Page extract:
--

Abstract

Hepatitis disease is a deadliest disease. The management and diagnosis of hepatitis disease is expensive and requires high level of human expertise which poses challenges for the health care system in underdeveloped and developing countries. Hence, development of automated methods for accurate prediction of hepatitis disease is inevitable. In this paper, we develop a diagnostic system which hybridizes a linear support vector machine (SVM) model with adaptive boosting (AdaBoost) model. We exploit sparsity in linear SVM that is caused by regularization. The sparse -regularized SVM is capable of eliminating redundant or irrelevant features from feature space. After filtering features through the sparse linear SVM, the output of the SVM is applied to the AdaBoost ensemble model which is used for classification purposes. Two types of numerical experiments are performed on the clinical features of hepatitis disease collected from UCI machine learning repository. In the first experiment, only conventional AdaBoost model is used, while in the second experiment, a feature vector is applied to the sparse linear SVM before its application to the AdaBoost model. Simulation results demonstrate that the strength of a conventional AdaBoost model is enhanced by 6.39% by the proposed method, and its time complexity is also reduced. In addition, the proposed method shows better performance than many previously developed methods for hepatitis disease prediction.

--

Supplied data:

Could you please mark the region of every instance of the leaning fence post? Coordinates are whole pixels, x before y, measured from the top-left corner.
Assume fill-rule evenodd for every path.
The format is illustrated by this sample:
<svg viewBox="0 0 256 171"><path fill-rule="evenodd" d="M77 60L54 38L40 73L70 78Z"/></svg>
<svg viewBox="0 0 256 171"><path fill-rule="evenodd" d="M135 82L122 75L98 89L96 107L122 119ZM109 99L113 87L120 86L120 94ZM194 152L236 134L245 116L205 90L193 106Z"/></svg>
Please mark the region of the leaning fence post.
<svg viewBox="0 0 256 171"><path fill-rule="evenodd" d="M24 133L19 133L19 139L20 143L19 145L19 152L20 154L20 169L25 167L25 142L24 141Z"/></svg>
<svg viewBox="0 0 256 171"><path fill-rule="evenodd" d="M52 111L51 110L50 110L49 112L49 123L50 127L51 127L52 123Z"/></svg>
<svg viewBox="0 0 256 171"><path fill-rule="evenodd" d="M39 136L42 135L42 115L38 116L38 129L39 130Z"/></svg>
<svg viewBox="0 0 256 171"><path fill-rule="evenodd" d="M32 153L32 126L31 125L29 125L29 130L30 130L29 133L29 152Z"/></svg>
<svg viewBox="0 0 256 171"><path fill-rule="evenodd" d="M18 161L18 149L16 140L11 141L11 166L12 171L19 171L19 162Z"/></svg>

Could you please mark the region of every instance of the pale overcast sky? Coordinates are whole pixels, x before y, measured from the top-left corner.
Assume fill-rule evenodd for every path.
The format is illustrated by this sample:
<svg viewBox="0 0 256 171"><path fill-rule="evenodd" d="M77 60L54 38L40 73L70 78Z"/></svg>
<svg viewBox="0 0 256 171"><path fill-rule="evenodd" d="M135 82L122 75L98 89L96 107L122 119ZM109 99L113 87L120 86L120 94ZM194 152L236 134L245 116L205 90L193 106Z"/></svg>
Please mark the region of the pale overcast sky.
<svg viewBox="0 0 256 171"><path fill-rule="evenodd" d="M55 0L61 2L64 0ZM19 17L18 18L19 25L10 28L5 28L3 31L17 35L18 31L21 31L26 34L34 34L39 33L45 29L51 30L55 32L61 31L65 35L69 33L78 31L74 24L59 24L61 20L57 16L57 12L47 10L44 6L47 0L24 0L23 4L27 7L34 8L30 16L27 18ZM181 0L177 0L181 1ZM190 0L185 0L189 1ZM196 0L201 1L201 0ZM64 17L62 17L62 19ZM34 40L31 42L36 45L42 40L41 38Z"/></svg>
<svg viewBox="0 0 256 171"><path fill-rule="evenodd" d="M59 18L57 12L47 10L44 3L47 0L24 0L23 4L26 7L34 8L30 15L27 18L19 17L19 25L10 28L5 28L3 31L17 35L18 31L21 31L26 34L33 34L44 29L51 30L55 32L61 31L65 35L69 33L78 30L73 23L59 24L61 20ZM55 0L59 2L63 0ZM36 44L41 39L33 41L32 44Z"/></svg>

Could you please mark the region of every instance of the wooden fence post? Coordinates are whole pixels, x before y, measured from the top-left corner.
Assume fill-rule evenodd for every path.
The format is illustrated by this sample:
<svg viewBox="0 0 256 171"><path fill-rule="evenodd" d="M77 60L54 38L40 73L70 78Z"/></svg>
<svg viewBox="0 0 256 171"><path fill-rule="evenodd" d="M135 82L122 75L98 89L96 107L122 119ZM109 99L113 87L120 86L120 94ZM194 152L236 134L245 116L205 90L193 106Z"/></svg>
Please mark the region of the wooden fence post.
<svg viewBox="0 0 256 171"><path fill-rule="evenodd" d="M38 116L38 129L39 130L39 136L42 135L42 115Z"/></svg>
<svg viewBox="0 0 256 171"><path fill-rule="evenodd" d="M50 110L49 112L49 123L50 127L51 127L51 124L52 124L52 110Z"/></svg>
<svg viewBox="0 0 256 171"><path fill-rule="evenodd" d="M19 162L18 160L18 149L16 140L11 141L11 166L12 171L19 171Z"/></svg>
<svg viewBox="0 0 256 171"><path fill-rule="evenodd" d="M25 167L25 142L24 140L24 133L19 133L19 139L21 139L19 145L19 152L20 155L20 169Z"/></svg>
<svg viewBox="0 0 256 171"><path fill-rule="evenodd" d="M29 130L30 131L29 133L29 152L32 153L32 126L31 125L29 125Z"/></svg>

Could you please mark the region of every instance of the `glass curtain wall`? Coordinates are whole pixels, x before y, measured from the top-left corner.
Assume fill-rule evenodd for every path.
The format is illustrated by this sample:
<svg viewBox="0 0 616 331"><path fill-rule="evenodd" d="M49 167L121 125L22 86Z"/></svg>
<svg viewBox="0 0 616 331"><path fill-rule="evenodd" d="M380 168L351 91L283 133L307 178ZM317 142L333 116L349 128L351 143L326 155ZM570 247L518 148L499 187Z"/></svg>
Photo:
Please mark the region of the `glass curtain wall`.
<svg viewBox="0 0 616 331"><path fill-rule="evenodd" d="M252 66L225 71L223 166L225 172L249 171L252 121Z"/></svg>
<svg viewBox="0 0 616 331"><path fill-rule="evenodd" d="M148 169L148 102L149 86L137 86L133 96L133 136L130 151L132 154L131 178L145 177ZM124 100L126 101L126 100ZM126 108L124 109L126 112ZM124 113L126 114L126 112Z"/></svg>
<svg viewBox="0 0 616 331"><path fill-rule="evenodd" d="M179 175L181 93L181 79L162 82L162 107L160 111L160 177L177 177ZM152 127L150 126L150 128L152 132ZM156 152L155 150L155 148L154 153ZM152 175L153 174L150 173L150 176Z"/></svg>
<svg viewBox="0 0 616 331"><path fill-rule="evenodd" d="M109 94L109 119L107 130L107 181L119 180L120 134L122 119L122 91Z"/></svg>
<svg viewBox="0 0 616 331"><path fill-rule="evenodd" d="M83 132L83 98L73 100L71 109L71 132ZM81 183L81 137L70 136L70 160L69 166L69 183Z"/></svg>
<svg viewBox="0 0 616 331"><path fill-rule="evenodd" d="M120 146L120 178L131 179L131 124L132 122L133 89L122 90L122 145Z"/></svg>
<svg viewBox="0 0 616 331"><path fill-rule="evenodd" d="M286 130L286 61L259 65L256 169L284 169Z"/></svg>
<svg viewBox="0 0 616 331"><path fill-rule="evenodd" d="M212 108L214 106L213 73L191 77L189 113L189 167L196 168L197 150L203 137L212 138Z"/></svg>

--

What you will do:
1. In the abstract on hepatitis disease prediction, which of these statements agree with the text: (a) the clinical features came from the UCI machine learning repository, (b) the first experiment passes the features through the sparse linear SVM before AdaBoost, and (c) the proposed method increases the time complexity of the AdaBoost model? Give yes or no for each, with the deciding words quoted.
2. According to the abstract on hepatitis disease prediction, why is developing automated methods for predicting the disease inevitable? Answer in one to three sentences.

Solutions to the exercise:
1.
(a) Yes: "the clinical features of hepatitis disease collected from UCI machine learning repository"
(b) No: "In the first experiment, only conventional AdaBoost model is used"
(c) No: "its time complexity is also reduced"

2. Managing and diagnosing hepatitis disease is expensive and requires a high level of human expertise. This poses challenges for the health care system in underdeveloped and developing countries.